Growth Stimulation of Indigenous Strains
The GMMs strain of Erwinia carotovora affected indigenous bacterial community. The total bacterial density significantly increased. This increase is attributed to an inoculum nutrient effect. The inoculated cells of E. carotovora died and became a source of nutrients for indigenous soil microorganisms (Velkov, 1996). More interesting finding is that the genetically modified P. cepacia released in soil microcosm containing the pollutant increased the taxonomic diversity of soil microorganisms. This is because the intermediate metabolites of genetically modified P. cepacia produced after biodegradation of pollutant which stimulated the growth of static cells. This has resulted in increased taxonomic diversity. Stimulation of plasmid transfer and recombination might cause an increase in genetic diversity.

Surprisingly, Prithviraj and Singh (1997) reported that a strain of Bacillus subtilis used as biocontrol agent, inspite of decreasing the pathogens' inoculum, induced sexual reproduction in Sclerotium rolfsii which might help in survival of the pathogen. Similarly, Trichoderma viride has been found to induce oospore formation in Phytophthora infestans, the causal agent of late blight of potato (Brasier, 1971).

Replacement of Natural Strains
Bolton et al (1992) reported that a strain of Pseudomonas PCI released in a wheat root system replaced efficiently the indigenous pseudomonads in their ecological niche. A genetically modified strain of Agraobacterium tumifaciens, with the deleted genes of tumor formation replaced the initial wild strain and protected plants from tumor formation (Bolton et al., 1992). This ability of GMMs is useful in agricultural biotechnology for protection of plants against pathogens.

━━━━━━━━━━━━━━━━━━━━

To do: Write the next part of the passage on how released genetically modified microorganisms affect native soil microbes, picking up after its final sentence. The listing that comes after this passage is not needed for anything here.

━━━━━━━━━━━━━━━━━━━━

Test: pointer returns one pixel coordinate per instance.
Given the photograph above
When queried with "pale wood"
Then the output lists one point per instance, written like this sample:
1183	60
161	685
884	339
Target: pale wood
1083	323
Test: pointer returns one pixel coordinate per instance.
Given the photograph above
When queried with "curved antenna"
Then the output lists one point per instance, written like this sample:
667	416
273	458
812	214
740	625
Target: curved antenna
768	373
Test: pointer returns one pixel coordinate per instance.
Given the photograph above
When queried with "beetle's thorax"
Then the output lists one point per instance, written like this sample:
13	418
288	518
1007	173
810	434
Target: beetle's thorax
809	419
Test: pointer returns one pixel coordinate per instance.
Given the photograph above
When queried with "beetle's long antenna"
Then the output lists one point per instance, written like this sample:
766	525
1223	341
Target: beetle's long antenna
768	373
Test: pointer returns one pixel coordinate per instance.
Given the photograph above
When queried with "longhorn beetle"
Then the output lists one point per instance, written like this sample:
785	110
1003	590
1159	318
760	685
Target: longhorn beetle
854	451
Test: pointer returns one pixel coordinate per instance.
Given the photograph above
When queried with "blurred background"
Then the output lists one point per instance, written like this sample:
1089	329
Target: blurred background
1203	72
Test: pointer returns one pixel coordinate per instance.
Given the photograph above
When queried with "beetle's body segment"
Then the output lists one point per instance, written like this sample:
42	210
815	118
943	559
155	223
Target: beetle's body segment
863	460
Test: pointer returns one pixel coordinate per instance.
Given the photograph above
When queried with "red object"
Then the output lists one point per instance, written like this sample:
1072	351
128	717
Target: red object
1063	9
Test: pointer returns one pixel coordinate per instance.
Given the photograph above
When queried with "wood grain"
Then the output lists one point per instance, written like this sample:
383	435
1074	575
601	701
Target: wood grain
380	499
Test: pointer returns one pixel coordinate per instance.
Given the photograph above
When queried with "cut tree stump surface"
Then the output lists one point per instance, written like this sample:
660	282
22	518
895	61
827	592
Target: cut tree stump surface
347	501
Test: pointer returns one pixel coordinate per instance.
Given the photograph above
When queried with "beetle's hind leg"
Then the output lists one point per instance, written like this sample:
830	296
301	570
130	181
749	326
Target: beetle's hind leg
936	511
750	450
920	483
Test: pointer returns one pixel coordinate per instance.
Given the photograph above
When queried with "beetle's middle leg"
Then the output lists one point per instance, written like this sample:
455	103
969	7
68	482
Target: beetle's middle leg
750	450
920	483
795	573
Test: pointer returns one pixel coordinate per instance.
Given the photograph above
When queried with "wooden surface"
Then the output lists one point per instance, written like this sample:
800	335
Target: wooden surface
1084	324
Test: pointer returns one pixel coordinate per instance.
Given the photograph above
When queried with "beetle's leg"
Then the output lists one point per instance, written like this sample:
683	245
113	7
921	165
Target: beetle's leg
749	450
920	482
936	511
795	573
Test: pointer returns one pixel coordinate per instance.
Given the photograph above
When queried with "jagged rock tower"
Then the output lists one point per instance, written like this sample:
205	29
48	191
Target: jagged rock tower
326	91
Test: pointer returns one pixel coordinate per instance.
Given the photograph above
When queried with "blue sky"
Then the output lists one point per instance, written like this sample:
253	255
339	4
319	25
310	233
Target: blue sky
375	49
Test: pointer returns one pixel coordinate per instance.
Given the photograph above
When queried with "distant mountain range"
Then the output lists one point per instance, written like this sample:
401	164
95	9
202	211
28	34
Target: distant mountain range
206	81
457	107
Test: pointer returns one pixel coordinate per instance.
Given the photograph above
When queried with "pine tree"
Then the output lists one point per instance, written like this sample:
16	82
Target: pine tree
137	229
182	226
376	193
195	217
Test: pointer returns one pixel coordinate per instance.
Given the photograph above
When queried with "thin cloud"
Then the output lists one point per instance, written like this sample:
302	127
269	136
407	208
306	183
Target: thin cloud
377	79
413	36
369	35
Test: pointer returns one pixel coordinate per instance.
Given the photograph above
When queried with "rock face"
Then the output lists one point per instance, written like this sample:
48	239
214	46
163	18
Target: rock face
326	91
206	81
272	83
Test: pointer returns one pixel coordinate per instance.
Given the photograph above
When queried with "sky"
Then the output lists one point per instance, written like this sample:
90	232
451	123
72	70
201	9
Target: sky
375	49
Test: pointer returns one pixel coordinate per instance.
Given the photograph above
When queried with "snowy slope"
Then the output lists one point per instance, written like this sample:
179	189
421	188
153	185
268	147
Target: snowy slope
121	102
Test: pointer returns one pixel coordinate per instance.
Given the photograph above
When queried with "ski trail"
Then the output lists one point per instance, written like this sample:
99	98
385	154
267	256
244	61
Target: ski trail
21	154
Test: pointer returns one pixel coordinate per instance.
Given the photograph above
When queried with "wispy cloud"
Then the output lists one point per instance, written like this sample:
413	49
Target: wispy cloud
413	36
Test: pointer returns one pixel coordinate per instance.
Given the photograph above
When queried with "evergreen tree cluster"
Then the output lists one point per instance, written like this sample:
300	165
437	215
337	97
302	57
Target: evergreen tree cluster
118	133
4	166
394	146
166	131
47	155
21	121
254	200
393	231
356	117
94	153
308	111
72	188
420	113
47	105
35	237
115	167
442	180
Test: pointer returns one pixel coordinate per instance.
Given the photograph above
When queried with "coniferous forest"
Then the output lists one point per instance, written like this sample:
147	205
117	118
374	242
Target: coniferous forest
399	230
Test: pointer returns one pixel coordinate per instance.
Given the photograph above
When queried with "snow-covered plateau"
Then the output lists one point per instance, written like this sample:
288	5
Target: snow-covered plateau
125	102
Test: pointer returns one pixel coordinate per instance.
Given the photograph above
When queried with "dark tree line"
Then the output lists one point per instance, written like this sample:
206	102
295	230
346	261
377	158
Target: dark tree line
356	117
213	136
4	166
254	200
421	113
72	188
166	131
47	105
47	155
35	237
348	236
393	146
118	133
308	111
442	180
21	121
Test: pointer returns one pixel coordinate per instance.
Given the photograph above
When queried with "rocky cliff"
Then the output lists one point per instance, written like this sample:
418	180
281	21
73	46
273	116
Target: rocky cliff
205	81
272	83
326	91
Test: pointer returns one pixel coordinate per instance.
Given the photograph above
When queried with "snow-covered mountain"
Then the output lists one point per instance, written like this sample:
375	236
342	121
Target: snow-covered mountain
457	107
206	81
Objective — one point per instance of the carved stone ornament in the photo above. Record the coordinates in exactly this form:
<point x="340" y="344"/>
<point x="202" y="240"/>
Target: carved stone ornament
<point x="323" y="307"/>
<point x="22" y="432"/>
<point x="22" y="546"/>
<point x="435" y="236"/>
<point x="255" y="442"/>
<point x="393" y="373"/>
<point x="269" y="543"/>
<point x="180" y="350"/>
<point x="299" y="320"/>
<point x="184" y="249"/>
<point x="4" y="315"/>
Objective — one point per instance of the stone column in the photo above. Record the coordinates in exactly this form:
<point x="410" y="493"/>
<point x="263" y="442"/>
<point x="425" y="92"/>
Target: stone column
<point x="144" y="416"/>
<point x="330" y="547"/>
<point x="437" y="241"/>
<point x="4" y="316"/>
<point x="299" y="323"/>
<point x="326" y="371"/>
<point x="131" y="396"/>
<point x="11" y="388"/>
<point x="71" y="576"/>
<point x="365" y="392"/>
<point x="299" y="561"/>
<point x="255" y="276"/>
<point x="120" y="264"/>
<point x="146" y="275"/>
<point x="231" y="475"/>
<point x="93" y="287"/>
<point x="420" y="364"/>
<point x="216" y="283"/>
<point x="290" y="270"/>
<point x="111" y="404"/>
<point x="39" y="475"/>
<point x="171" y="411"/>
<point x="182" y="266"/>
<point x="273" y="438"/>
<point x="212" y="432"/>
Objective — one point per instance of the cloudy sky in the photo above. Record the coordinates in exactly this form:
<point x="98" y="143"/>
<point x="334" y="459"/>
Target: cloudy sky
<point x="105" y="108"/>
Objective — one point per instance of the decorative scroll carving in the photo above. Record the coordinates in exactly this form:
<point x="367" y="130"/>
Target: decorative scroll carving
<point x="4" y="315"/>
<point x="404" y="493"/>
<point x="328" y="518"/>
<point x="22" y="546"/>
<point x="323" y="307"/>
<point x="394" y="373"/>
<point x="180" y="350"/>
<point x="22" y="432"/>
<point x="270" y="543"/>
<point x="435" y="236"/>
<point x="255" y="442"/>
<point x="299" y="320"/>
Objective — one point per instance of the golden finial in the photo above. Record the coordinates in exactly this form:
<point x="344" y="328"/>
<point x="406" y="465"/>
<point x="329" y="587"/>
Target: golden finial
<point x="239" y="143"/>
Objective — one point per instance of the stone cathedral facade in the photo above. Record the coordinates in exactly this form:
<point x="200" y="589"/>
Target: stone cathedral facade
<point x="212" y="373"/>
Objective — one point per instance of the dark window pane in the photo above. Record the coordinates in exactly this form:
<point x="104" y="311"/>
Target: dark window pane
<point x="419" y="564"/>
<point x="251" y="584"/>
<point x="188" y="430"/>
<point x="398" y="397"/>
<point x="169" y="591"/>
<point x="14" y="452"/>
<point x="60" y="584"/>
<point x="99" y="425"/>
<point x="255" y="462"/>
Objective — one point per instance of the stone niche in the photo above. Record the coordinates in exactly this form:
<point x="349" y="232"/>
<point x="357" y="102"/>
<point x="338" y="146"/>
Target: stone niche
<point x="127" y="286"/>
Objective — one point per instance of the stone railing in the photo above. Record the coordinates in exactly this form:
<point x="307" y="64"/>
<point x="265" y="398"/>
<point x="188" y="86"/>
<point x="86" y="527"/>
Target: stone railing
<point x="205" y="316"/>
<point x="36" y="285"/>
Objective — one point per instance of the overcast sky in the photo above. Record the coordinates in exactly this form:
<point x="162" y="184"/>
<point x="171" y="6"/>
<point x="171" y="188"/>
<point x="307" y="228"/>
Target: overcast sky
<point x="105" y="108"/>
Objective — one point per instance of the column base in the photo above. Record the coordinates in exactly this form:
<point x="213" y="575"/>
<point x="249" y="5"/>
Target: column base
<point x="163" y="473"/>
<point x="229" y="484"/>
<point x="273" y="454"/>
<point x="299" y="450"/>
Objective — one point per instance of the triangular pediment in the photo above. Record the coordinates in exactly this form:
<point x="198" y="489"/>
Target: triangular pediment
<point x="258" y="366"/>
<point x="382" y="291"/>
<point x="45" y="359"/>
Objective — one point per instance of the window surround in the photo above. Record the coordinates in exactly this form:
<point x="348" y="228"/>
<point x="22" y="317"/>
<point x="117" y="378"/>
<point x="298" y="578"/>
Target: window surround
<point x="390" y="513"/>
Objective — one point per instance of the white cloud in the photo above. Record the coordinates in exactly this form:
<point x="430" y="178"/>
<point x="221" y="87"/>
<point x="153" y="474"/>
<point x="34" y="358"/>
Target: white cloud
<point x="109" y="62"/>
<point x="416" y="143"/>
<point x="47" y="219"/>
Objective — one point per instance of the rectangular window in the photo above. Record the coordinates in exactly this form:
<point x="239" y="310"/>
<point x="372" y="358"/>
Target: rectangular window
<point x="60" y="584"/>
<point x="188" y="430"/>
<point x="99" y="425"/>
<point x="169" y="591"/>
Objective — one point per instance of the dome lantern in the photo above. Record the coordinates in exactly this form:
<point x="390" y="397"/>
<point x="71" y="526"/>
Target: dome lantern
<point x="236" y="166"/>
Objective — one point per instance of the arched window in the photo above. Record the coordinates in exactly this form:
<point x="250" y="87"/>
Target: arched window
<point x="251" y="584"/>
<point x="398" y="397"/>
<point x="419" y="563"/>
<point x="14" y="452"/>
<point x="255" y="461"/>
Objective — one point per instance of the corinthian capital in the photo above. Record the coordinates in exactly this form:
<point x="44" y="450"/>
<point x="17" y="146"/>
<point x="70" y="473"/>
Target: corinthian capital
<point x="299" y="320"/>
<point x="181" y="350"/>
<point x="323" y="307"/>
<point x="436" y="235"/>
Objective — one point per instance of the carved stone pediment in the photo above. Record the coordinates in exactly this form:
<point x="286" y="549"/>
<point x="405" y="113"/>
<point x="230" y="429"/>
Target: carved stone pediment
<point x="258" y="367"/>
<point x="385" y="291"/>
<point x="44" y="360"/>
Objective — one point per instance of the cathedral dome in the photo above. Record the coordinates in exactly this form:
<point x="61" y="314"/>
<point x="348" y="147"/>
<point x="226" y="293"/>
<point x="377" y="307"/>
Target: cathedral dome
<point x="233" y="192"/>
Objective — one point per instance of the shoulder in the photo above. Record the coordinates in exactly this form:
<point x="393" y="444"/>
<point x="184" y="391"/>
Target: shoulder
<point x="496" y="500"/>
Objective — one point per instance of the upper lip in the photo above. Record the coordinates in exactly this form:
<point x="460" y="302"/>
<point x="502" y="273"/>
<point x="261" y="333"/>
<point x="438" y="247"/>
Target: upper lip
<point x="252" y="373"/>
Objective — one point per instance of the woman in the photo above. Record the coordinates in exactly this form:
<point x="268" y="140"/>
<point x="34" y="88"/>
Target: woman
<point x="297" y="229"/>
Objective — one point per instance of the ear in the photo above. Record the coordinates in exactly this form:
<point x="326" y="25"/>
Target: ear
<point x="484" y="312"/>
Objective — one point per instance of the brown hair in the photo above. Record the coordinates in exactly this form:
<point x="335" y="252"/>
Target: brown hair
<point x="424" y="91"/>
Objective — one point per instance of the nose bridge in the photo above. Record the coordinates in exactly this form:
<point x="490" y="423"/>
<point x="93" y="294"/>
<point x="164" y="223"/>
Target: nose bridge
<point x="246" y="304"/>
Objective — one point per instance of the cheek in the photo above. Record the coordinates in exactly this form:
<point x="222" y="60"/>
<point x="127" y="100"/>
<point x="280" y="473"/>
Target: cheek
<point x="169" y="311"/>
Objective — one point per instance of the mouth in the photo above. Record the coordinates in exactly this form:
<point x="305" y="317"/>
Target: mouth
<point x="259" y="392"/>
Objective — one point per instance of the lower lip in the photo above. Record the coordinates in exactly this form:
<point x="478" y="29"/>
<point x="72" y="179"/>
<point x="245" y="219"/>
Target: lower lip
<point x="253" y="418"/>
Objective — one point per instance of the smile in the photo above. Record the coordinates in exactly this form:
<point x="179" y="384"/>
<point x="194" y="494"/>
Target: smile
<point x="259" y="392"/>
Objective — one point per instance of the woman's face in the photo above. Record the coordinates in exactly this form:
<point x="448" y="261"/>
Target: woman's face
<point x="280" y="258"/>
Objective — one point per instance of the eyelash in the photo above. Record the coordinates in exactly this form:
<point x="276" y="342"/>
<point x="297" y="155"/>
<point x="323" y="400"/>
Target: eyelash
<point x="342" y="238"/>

━━━━━━━━━━━━━━━━━━━━

Answer:
Monitoring of GEMs in the Environment
In a microbial community, diverse group of microorganisms are found. It is now possible to monitor individual microbe in a community. Sensitive and selectable trackling tools e.g. ice, lacZY, xylE, lux systems are used in monitoring studies. Nucleic acid hybridization is also useful method where rRNA specific probes can identify the specific microbial strains of interest. Bioluminiscent reporter gene has potential to identify the specific microbe, for example, enzyme luciferase acts on substrate luciferin. In addition, genes capable of giving resistance against certain antibiotics have also been used in environmental monitoring as these detoxify antibiotics such as gentamycin, ampicillin, tetracyclin, kanamycin, steptomycin, etc.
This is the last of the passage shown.